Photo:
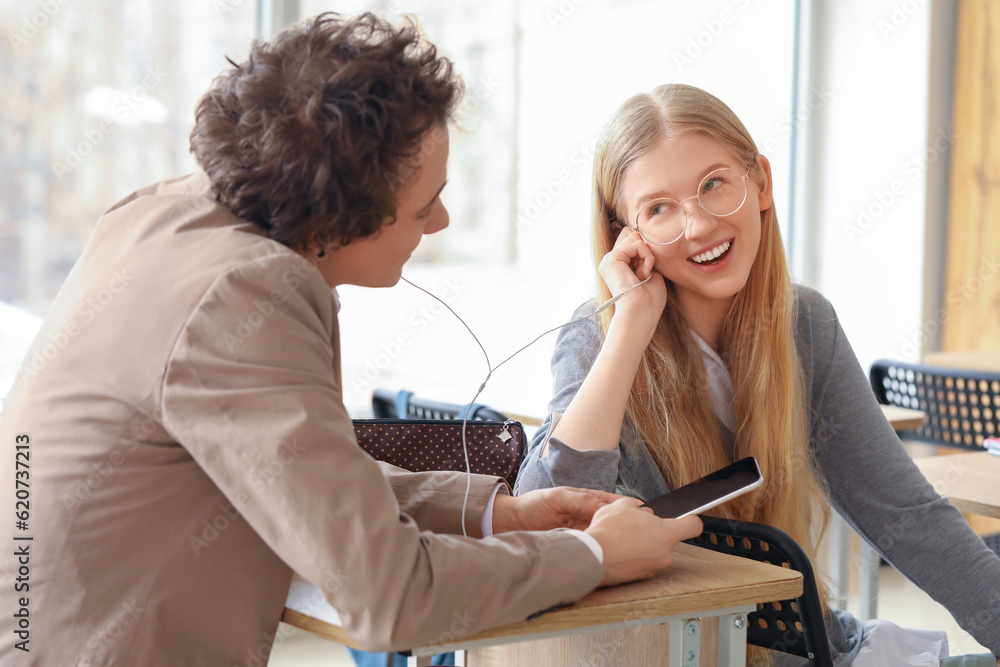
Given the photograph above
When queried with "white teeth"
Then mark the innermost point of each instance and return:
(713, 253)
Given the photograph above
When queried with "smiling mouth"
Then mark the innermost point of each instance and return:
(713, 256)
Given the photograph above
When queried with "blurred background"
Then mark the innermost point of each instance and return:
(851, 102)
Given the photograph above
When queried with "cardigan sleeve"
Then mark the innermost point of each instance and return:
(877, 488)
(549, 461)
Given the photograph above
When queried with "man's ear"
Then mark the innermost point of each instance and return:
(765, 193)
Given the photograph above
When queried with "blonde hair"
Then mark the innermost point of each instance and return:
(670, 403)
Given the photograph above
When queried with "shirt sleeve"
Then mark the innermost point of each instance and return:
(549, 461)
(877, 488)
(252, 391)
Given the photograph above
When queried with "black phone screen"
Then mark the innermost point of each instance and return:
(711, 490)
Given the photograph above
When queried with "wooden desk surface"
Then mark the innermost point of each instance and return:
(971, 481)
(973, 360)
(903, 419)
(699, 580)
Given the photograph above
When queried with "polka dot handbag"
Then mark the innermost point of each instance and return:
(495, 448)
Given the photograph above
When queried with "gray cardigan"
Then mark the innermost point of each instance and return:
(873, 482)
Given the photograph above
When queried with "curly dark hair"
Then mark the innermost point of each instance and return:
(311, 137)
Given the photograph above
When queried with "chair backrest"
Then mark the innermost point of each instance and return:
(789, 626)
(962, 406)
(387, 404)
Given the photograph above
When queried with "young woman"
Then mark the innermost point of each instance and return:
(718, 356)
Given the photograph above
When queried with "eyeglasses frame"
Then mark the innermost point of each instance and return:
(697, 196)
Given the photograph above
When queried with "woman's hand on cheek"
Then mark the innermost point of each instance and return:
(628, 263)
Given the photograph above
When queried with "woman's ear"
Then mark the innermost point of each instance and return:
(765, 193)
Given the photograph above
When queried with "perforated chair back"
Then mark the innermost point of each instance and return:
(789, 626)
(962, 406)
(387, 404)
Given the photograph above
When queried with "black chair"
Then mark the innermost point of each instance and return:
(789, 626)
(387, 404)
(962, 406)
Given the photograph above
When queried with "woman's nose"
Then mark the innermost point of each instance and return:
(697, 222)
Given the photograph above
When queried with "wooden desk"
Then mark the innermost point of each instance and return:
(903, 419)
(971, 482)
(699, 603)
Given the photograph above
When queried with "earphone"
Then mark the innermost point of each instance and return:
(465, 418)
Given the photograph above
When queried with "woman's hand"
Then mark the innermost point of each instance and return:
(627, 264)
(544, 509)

--

EXERCISE OBJECTIVE: The answer must consist of every line in the records above that contains the word "desk".

RESPONSE AREA:
When queried with "wooden desk surface"
When queried with "wooden desk"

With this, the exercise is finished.